(Data excerpts)

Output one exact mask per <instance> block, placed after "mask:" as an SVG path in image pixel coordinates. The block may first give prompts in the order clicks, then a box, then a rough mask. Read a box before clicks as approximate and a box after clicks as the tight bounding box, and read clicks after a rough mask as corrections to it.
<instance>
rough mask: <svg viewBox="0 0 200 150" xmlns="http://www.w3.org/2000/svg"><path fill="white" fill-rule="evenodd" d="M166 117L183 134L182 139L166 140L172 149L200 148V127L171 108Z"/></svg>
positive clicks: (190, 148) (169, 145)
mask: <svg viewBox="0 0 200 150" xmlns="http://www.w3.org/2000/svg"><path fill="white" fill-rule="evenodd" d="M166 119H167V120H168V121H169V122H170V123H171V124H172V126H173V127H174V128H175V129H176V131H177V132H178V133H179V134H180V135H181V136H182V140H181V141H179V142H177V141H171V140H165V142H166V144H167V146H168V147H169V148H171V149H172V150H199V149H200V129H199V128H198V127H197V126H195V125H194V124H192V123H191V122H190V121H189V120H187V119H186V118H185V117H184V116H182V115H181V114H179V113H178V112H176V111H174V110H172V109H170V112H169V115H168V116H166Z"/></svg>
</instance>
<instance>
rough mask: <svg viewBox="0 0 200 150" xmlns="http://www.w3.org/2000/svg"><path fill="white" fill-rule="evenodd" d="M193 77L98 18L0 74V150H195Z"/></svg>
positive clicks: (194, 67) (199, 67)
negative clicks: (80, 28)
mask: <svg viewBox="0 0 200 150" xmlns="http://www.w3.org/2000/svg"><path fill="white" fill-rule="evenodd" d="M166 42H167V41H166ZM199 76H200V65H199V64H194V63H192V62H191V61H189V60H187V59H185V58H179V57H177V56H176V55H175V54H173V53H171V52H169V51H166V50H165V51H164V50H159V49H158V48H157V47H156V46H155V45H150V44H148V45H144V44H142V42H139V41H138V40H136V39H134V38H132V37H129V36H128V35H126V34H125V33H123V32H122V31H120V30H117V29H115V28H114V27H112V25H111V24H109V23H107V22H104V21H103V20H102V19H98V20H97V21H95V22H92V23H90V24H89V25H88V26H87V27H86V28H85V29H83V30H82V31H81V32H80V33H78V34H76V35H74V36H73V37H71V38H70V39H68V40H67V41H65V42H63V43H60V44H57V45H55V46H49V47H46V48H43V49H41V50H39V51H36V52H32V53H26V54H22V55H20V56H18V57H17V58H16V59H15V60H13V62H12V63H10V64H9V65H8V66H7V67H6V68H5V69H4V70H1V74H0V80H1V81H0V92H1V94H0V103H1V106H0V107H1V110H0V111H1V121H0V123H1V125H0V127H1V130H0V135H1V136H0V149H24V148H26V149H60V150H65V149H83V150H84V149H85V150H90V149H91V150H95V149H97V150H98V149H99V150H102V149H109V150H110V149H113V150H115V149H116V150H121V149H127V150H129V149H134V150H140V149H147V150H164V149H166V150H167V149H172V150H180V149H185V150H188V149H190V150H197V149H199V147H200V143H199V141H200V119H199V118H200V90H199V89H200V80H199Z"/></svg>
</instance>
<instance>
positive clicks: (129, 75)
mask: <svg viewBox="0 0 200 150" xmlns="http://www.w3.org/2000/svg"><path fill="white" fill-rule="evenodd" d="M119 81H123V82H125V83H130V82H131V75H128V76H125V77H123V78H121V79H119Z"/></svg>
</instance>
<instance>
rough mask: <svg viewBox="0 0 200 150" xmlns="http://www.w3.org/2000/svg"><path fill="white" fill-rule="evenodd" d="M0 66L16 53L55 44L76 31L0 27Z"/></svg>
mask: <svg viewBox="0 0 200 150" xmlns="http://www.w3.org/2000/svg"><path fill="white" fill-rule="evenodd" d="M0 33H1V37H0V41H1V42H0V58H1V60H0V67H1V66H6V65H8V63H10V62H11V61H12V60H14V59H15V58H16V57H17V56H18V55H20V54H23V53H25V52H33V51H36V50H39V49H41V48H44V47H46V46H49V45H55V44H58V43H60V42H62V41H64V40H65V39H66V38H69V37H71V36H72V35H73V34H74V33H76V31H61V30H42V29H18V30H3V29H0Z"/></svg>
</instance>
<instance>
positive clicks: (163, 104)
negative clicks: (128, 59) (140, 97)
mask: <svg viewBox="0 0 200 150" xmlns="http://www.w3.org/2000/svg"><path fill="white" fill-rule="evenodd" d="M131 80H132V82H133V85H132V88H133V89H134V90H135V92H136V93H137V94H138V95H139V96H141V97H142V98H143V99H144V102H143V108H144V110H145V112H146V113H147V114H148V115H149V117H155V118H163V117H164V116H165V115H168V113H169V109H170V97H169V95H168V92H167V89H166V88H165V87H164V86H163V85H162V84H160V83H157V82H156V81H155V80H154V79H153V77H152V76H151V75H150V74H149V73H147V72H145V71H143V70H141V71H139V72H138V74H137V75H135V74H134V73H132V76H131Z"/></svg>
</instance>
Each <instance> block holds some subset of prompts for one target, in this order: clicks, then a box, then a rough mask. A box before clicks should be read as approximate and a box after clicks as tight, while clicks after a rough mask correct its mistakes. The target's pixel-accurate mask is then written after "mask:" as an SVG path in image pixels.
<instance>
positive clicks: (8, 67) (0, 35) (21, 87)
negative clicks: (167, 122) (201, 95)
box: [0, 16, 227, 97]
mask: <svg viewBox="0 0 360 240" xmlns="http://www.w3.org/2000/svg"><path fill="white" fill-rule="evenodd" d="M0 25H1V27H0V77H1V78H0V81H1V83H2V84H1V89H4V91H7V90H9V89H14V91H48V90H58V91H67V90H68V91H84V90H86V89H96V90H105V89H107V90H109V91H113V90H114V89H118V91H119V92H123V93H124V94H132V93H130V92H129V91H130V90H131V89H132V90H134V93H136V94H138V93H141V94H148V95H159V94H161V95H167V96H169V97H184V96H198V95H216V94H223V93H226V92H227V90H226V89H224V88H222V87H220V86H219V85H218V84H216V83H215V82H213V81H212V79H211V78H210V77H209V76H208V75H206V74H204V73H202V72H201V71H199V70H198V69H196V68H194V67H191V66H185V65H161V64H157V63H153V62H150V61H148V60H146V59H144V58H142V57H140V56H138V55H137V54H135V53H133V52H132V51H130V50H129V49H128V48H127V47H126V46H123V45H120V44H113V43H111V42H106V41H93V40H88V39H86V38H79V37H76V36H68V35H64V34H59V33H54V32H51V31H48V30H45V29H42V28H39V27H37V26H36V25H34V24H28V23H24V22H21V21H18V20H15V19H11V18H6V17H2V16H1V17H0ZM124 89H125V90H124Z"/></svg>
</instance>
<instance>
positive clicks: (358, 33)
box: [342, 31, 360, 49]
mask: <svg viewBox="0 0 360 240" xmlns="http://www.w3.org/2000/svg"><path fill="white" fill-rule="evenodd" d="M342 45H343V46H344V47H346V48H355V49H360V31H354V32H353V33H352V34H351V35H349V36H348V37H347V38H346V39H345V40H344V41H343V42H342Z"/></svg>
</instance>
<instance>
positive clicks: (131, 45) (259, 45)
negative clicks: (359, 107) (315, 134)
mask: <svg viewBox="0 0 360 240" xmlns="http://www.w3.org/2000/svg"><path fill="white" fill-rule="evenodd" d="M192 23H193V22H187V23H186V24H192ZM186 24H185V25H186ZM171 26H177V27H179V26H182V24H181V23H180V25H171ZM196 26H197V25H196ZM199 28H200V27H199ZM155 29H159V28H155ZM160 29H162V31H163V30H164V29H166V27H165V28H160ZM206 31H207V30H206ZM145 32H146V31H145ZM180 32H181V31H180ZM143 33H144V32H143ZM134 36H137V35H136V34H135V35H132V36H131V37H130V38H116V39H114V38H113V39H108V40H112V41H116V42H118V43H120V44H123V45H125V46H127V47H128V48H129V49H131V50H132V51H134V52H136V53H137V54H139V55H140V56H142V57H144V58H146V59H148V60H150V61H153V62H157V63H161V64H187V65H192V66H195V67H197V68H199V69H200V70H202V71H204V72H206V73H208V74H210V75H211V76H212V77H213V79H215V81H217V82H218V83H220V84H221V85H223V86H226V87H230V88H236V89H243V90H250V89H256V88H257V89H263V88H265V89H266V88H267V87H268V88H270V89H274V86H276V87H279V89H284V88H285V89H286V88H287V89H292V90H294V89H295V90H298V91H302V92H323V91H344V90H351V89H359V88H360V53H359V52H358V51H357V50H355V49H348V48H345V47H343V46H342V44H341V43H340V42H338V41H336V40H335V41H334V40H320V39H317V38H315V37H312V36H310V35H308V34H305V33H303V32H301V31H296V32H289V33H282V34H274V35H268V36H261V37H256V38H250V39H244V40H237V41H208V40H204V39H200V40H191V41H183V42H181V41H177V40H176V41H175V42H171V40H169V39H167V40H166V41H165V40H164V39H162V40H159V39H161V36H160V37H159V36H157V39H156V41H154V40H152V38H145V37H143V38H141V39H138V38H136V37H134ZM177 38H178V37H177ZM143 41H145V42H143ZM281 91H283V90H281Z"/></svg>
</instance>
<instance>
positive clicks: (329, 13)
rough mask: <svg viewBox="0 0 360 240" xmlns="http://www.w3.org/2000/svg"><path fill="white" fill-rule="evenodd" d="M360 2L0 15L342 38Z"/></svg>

(End Data excerpts)

* Description of the task
Recast the data as a numbered list, starting at its first line and ending at the line that contains "positive clicks: (194, 67) (199, 67)". Leave out any blank lines.

* Expected output
1. Output one exact mask per <instance> block, placed after "mask:" as an SVG path in image pixel coordinates. The block may first give prompts in the order clicks, then a box, then a rough mask. Read a box before clicks as approximate and a box after clicks as the tight bounding box, and read clicks after a rough mask as corrections to it.
2. <instance>
3. rough mask: <svg viewBox="0 0 200 150" xmlns="http://www.w3.org/2000/svg"><path fill="white" fill-rule="evenodd" d="M166 117L183 134L182 139L166 140L172 149L200 148V127L171 108Z"/></svg>
4. positive clicks: (190, 148) (169, 145)
5. mask: <svg viewBox="0 0 200 150" xmlns="http://www.w3.org/2000/svg"><path fill="white" fill-rule="evenodd" d="M166 119H167V120H168V121H169V122H170V123H171V124H172V126H173V127H174V128H175V129H176V131H177V132H178V133H179V134H180V135H181V136H182V140H181V141H179V142H177V141H171V140H165V142H166V144H167V146H168V147H169V148H171V149H172V150H199V149H200V129H199V128H198V127H197V126H195V125H194V124H192V123H191V122H190V121H189V120H187V119H186V118H185V117H184V116H182V115H181V114H179V113H178V112H176V111H174V110H172V109H170V112H169V115H168V116H166Z"/></svg>
6. </instance>
7. <instance>
8. rough mask: <svg viewBox="0 0 200 150" xmlns="http://www.w3.org/2000/svg"><path fill="white" fill-rule="evenodd" d="M193 77L98 18L0 74V150H195Z"/></svg>
9. positive clicks: (194, 67) (199, 67)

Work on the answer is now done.